(Entries from a point annotation set)
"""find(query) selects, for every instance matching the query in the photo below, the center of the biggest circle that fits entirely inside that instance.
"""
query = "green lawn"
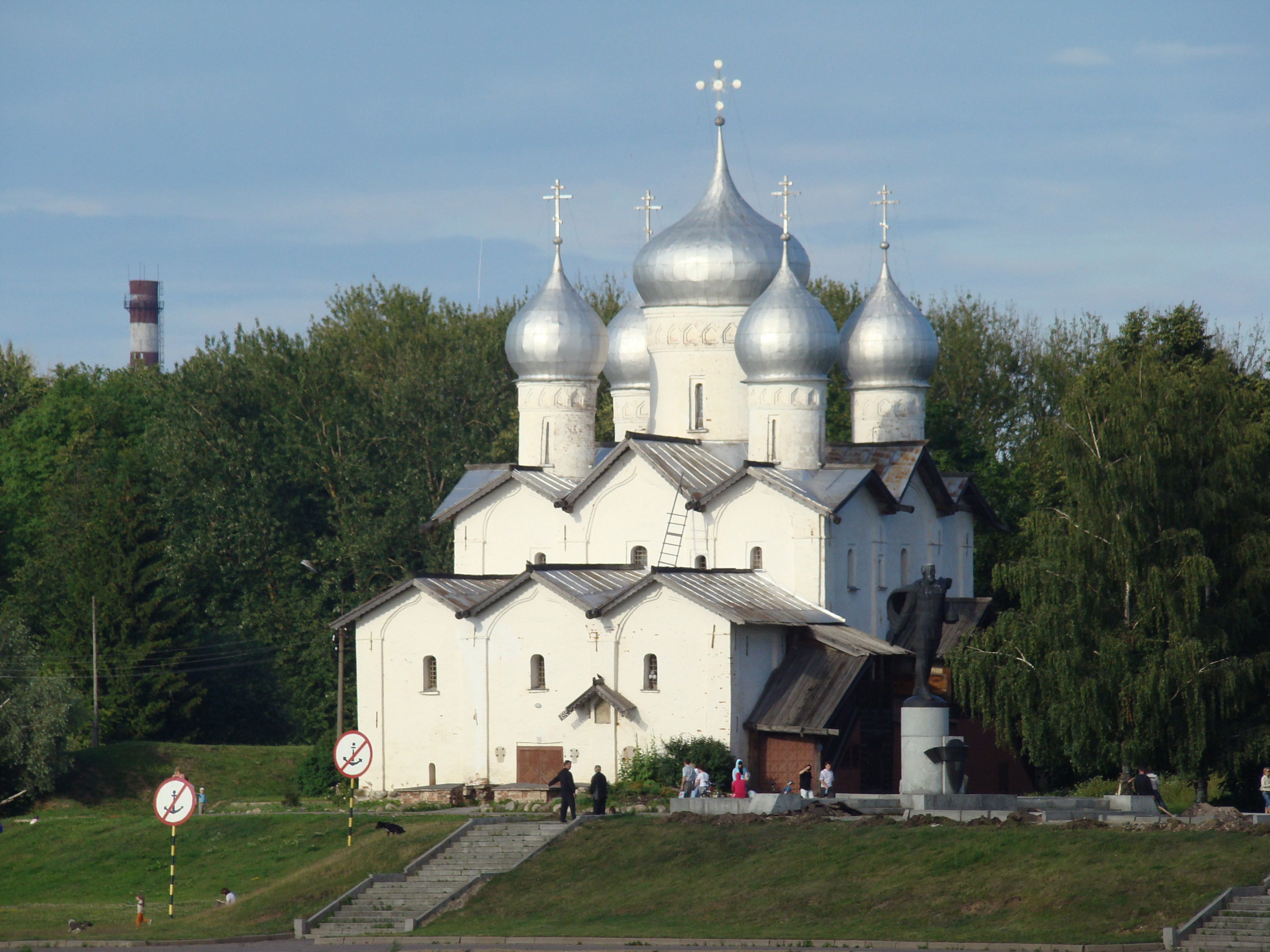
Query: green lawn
(776, 879)
(131, 771)
(88, 865)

### Requirement
Present every line of the entries above as a numbered list, dropping any blank lines. Leave the pictures out.

### Answer for the task
1. """find(query) selects, for every instance matching the query in the photo below, the center of the biggest circle that fits entirely inside that instance.
2. """
3. query = "green lawn"
4. Query: green lawn
5. (776, 879)
6. (131, 771)
7. (88, 865)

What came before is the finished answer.